# Exercise description:
Please reproduce the material below word for word, leaving out the pictures.
☆ ☆ ☆ ☆ ☆ ☆ ☆
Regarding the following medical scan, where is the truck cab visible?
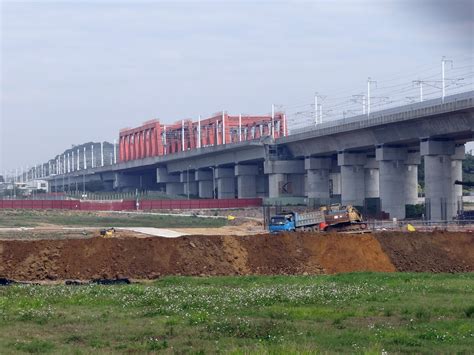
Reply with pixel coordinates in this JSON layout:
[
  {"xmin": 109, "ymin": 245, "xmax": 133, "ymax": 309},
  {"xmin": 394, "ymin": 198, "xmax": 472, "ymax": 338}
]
[{"xmin": 269, "ymin": 213, "xmax": 296, "ymax": 233}]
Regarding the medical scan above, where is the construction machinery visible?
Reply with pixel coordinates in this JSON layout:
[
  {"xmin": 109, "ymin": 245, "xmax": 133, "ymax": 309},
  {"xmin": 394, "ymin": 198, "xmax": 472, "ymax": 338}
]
[{"xmin": 269, "ymin": 204, "xmax": 367, "ymax": 233}]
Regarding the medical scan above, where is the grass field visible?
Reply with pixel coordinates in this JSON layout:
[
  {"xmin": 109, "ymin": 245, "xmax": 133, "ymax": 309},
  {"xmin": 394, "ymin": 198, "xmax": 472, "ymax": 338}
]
[
  {"xmin": 0, "ymin": 273, "xmax": 474, "ymax": 354},
  {"xmin": 0, "ymin": 210, "xmax": 227, "ymax": 228}
]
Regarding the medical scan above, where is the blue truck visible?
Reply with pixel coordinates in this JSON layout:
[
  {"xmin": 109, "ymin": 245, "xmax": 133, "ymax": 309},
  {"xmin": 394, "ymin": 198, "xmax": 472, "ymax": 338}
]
[
  {"xmin": 268, "ymin": 204, "xmax": 367, "ymax": 233},
  {"xmin": 269, "ymin": 211, "xmax": 325, "ymax": 233}
]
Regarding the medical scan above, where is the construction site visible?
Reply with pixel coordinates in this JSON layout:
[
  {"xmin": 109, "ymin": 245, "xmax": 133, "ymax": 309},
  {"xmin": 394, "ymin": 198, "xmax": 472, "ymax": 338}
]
[{"xmin": 0, "ymin": 209, "xmax": 474, "ymax": 283}]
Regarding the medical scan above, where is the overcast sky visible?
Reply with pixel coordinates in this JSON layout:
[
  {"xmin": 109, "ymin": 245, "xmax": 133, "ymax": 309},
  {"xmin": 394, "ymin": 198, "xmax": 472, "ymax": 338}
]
[{"xmin": 0, "ymin": 0, "xmax": 474, "ymax": 172}]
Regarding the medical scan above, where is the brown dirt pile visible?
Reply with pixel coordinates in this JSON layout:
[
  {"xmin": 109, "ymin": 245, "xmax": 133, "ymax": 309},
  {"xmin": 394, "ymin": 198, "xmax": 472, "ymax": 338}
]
[
  {"xmin": 375, "ymin": 232, "xmax": 474, "ymax": 272},
  {"xmin": 0, "ymin": 233, "xmax": 474, "ymax": 281}
]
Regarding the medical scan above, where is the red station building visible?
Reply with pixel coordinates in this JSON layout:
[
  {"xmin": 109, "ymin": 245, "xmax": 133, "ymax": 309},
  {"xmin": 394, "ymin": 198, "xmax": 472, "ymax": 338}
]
[{"xmin": 119, "ymin": 112, "xmax": 288, "ymax": 162}]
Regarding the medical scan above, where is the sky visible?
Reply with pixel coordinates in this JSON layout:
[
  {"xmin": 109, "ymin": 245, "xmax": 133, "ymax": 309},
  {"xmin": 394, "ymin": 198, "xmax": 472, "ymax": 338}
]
[{"xmin": 0, "ymin": 0, "xmax": 474, "ymax": 172}]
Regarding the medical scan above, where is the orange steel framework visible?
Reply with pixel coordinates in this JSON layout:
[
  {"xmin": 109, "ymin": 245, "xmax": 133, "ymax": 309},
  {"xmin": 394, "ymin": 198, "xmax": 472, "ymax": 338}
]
[{"xmin": 119, "ymin": 112, "xmax": 288, "ymax": 162}]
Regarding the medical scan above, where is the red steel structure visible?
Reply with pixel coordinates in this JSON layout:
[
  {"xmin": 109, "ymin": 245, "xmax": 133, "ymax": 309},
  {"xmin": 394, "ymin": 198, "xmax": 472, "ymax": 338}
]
[{"xmin": 119, "ymin": 112, "xmax": 288, "ymax": 162}]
☆ ☆ ☆ ☆ ☆ ☆ ☆
# Exercise solution:
Regarding the following medical scan, where is the truck cab visible?
Reply with pixel coordinates in this JSON layout:
[
  {"xmin": 109, "ymin": 245, "xmax": 133, "ymax": 309},
  {"xmin": 394, "ymin": 198, "xmax": 472, "ymax": 338}
]
[{"xmin": 269, "ymin": 213, "xmax": 296, "ymax": 233}]
Regarding the medical scan above, where is the construction machinery visible?
Reply with pixel coordinates in this JSON layout:
[
  {"xmin": 109, "ymin": 245, "xmax": 133, "ymax": 309},
  {"xmin": 394, "ymin": 198, "xmax": 472, "ymax": 338}
]
[{"xmin": 269, "ymin": 204, "xmax": 367, "ymax": 233}]
Regarding the medical scan above, where is the grass field visible?
Reply with pixel coordinates in this JSON layout:
[
  {"xmin": 109, "ymin": 245, "xmax": 133, "ymax": 309},
  {"xmin": 394, "ymin": 198, "xmax": 472, "ymax": 338}
]
[
  {"xmin": 0, "ymin": 273, "xmax": 474, "ymax": 354},
  {"xmin": 0, "ymin": 210, "xmax": 227, "ymax": 228}
]
Regarding the medical scan above, where is the blue truck visible?
Reply with pixel coordinates in this JSON layout:
[
  {"xmin": 109, "ymin": 245, "xmax": 133, "ymax": 309},
  {"xmin": 394, "ymin": 198, "xmax": 472, "ymax": 338}
]
[
  {"xmin": 268, "ymin": 204, "xmax": 367, "ymax": 233},
  {"xmin": 269, "ymin": 211, "xmax": 325, "ymax": 233}
]
Regarding the medical scan above, where is the construction site visible?
Reply with pixel coordinates in this JSON layout:
[
  {"xmin": 109, "ymin": 245, "xmax": 133, "ymax": 309},
  {"xmin": 394, "ymin": 198, "xmax": 472, "ymax": 338}
]
[{"xmin": 0, "ymin": 209, "xmax": 474, "ymax": 283}]
Regarding the medical scan above, where is the overcast sky visible?
Reply with pixel coordinates in this JSON layout:
[
  {"xmin": 109, "ymin": 245, "xmax": 133, "ymax": 309},
  {"xmin": 394, "ymin": 198, "xmax": 472, "ymax": 338}
]
[{"xmin": 0, "ymin": 0, "xmax": 474, "ymax": 172}]
Regarding the medical scan above, where is the brown dirt pile visible?
Reply with pixel coordinates in this JSON layout:
[
  {"xmin": 109, "ymin": 245, "xmax": 133, "ymax": 309},
  {"xmin": 394, "ymin": 198, "xmax": 472, "ymax": 338}
]
[
  {"xmin": 375, "ymin": 232, "xmax": 474, "ymax": 272},
  {"xmin": 0, "ymin": 233, "xmax": 474, "ymax": 281}
]
Regarding the medical scan above, where is the red station building visible?
Reply with pixel coordinates in this JSON layout:
[
  {"xmin": 109, "ymin": 245, "xmax": 133, "ymax": 309},
  {"xmin": 394, "ymin": 198, "xmax": 472, "ymax": 338}
]
[{"xmin": 119, "ymin": 112, "xmax": 288, "ymax": 162}]
Regarding the medical scan above, where is the sky visible?
Reply with pixel coordinates in this JSON layout:
[
  {"xmin": 109, "ymin": 245, "xmax": 133, "ymax": 309},
  {"xmin": 394, "ymin": 198, "xmax": 472, "ymax": 338}
]
[{"xmin": 0, "ymin": 0, "xmax": 474, "ymax": 172}]
Regarding the medical scan above, where is the orange steel framework visible?
Reply with pixel coordinates in this JSON layout:
[
  {"xmin": 109, "ymin": 245, "xmax": 133, "ymax": 309},
  {"xmin": 394, "ymin": 198, "xmax": 472, "ymax": 338}
]
[{"xmin": 119, "ymin": 112, "xmax": 288, "ymax": 162}]
Regarding the medical scan above, where is the red steel structure visible?
Reply with pixel coordinates in this JSON layout:
[
  {"xmin": 109, "ymin": 245, "xmax": 133, "ymax": 309},
  {"xmin": 394, "ymin": 198, "xmax": 472, "ymax": 338}
]
[{"xmin": 119, "ymin": 112, "xmax": 288, "ymax": 162}]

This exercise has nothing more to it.